HOW TO COMPLETE THIS TASK - In the summary of the polarization detection paper, which model was used to generate the synthetic training samples?

━━━ EXERCISE TEXT ━━━

PSK at SemEval-2026 Task 9: Multilingual Polarization Detection Using Ensemble Gemma Models with Synthetic Data Augmentation
Srikar Kashyap Pulipaka
- Published
- May 6, 2026 — 17:29 UTC
- Summary length
- 422 words
- Relevance score
- 70%
Problem
This paper addresses the challenge of multilingual polarization detection, a binary classification task across 22 languages, as part of SemEval-2026 Task 9. The authors identify a gap in existing methodologies for effectively leveraging large language models (LLMs) in this context, particularly in terms of data scarcity and model generalization across diverse languages. The work is presented as a preprint, indicating it has not yet undergone peer review.
Method
The authors propose an ensemble approach utilizing two variants of the Gemma model (12B and 27B parameters) fine-tuned for each language using Low-Rank Adaptation (LoRA). They augment the training data with synthetic samples generated through three strategies: direct generation, paraphrasing, and contrastive pair creation, all facilitated by the GPT-4o-mini model. A multi-stage quality filtering pipeline is employed, which includes embedding-based deduplication to ensure the integrity of the synthetic data. The authors implement per-language threshold tuning on the development set, achieving F1 score improvements of 2 to 4% without the need for retraining. The final predictions are derived from a weighted ensemble of the two model sizes, with a strategy selection tailored to each language.

━━━ INPUT DATA ━━━

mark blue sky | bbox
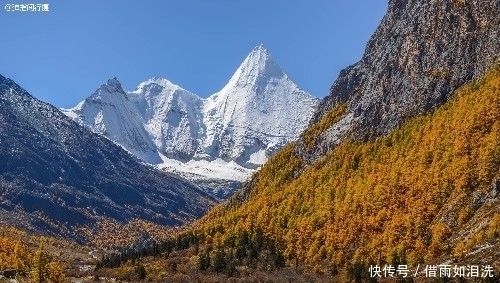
[0,0,387,107]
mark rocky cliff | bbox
[297,0,500,161]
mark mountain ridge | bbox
[0,76,215,241]
[297,0,500,162]
[63,45,318,199]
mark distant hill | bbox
[0,75,214,241]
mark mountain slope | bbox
[187,63,500,267]
[203,45,316,168]
[0,76,213,242]
[63,45,318,198]
[297,0,500,161]
[62,78,161,163]
[128,78,202,164]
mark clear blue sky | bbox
[0,0,387,107]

━━━

RESPONSE - GPT-4o-mini